State v. Douglas, Unpublished Decision (5-11-2006)

2006 Ohio 2343 | Ohio Ct. App. | 2006

Lead Opinion

JOURNAL ENTRY AND OPINION
{¶ 1} Plaintiff-appellant, the State of Ohio, appeals the judgment of the trial court granting, in part, defendant-appellee Charles Douglas' motion to dismiss. For the reasons that follow, we reverse the judgment of the trial court.

{¶ 2} On May 13, 2005, appellee was indicted by the Cuyahoga County Grand Jury on one count of domestic violence. The indictment alleged that appellee caused or attempted to cause physical harm to the alleged victim, "a family or household member." Appellee and the alleged victim of the offense were not married, but allegedly cohabited. Appellee filed a motion to dismiss, contending that R.C. 2919.25, the domestic violence statute, was unconstitutional. The trial court agreed and dismissed the domestic violence count, but amended the indictment to an assault charge. The State now appeals.

{¶ 3} Appellee's motion to dismiss was based upon the November 2004 approval of the Ohio constitutional amendment known as Issue 1. In particular, Issue 1 amended the Ohio Constitution by defining marriage as follows:

{¶ 4} "Only a union between one man and one woman may be a marriage valid in or recognized by this state and its political subdivisions. This state and its political subdivisions shall not create or recognize a legal status for relationships of unmarried individuals that intends to approximate the design, qualities, significance or effect of marriage." Section 11, Article XV, Ohio Constitution.

{¶ 5} In a similar case where a defendant was indicted on a domestic violence charge against an alleged victim to whom he was not married, the same trial judge who presided over this case dismissed the charge as being unconstitutional in light of the passage of Issue 1. The state appealed and during the pendency of the within appeal this court ruled in that case, finding that "Ohio's domestic violence statute is neither incompatible with, nor unconstitutional in light of, Issue 1." State v. Burk, Cuyahoga App. No. 86162, 2005-Ohio-6727, ¶ 4. The State raises the same three assignments of error in this case as it did inBurk.

{¶ 6} Thus, for the reasons explained in this court's opinion in Burk, we hold that Ohio's domestic violence statute is constitutional and coexists in harmony with Section 11, ArticleXV, of the Ohio Constitution. This court has further noted, subsequent to Burk, that "there is unanimous agreement among the fifth, seventh, ninth, and twelfth appellate districts, which have been asked to address this issue, that Article XV, Section11 of the Ohio Constitution does not render R.C. 2919.25 unconstitutional. See, e.g., State v. Newell, Stark App. No. 2004CA00264, 2005-Ohio-2848, ¶ 43; State v. Rexroad, Columbiana App. Nos. 05 CO 36, 05 CO 52, 2005-Ohio-6790, ¶ 35; State v.Nixon, Summit App. No. 22667, 2006-Ohio-72, ¶¶ 13-16; State v.Carswell, Warren App. No. CA2005-04-047, 2005-Ohio-6547, ¶¶ 20-21." Cleveland v. Voies, Cuyahoga App. No. 86317,2006-Ohio-815, at ¶ 1.

* _Written instruction_
Answer these questions from the State v. Douglas opinion above.
(a) On what date was Charles Douglas indicted, and by which grand jury?
(b) To what charge did the trial court amend the indictment?
(c) Which four appellate districts does the opinion name as in unanimous agreement on the issue?

* _Listed entries_
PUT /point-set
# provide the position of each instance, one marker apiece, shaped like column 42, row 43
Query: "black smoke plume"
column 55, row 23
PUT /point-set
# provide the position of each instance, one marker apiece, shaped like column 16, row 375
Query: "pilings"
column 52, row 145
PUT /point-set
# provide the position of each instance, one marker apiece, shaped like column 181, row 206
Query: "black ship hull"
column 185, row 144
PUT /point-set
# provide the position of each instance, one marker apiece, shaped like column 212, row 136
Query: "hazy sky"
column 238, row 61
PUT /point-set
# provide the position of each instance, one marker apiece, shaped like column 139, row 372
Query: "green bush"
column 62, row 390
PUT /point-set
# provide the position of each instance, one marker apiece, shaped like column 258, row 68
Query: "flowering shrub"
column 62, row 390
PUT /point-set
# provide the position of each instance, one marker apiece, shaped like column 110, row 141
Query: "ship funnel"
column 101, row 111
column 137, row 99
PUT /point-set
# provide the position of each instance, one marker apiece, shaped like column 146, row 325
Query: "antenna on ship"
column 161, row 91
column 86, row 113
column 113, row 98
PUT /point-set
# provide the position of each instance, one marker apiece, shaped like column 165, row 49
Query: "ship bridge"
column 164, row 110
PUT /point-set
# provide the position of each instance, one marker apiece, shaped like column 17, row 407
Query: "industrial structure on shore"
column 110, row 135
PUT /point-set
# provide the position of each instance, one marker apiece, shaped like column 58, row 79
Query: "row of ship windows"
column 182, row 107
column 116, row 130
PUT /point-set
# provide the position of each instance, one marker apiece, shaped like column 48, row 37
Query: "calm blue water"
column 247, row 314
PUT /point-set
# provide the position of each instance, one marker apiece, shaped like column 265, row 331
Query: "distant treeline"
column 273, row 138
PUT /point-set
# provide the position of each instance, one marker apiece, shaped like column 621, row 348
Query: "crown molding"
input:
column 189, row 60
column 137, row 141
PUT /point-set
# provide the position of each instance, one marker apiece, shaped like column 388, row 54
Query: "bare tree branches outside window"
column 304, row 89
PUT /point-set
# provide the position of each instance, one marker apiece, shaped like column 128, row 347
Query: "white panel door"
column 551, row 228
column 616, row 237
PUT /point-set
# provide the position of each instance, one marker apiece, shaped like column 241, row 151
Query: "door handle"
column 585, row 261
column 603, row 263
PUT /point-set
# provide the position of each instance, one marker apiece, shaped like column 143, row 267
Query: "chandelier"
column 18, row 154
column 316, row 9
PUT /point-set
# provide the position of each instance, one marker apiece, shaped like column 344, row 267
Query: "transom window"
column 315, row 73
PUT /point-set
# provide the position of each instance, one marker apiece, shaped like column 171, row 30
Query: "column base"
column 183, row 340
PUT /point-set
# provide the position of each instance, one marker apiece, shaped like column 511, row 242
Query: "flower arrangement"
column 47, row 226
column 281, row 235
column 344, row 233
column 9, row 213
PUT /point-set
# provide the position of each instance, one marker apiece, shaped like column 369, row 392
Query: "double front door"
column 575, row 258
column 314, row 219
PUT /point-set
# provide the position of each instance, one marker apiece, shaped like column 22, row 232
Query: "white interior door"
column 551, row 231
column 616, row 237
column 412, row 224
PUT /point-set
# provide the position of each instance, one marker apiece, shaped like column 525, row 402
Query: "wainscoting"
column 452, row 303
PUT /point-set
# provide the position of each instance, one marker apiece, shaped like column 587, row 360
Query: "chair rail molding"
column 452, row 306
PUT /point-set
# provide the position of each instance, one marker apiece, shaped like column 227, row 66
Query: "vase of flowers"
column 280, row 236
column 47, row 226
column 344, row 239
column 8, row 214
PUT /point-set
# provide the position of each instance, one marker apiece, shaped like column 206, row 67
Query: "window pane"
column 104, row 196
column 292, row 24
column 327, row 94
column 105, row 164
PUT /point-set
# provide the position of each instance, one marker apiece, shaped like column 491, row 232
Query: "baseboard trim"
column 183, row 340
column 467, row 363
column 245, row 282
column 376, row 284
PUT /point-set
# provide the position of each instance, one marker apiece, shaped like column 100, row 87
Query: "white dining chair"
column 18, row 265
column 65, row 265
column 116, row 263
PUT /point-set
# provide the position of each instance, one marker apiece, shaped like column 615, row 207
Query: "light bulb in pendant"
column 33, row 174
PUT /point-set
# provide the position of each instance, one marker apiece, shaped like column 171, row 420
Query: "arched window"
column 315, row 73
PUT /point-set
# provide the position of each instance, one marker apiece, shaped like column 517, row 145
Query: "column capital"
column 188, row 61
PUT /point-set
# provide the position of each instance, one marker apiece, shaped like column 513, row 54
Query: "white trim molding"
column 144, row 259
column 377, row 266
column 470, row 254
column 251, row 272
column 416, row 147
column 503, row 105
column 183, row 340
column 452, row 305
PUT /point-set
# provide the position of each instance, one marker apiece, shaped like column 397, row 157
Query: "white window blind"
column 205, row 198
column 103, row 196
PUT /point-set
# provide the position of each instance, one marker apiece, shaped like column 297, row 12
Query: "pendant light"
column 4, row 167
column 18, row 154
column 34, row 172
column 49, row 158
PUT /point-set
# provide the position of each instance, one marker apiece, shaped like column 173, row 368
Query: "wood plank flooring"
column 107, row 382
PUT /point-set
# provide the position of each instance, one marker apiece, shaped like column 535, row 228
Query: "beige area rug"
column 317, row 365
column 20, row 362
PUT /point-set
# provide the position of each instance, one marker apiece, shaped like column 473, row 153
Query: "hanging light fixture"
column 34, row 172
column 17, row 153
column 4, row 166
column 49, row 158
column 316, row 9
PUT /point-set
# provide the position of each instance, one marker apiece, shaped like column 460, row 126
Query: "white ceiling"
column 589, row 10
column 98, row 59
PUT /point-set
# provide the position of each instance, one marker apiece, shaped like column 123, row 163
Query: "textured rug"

* _Answer for the task_
(a) May 13, 2005, by the Cuyahoga County Grand Jury.
(b) Assault.
(c) The fifth, seventh, ninth, and twelfth appellate districts.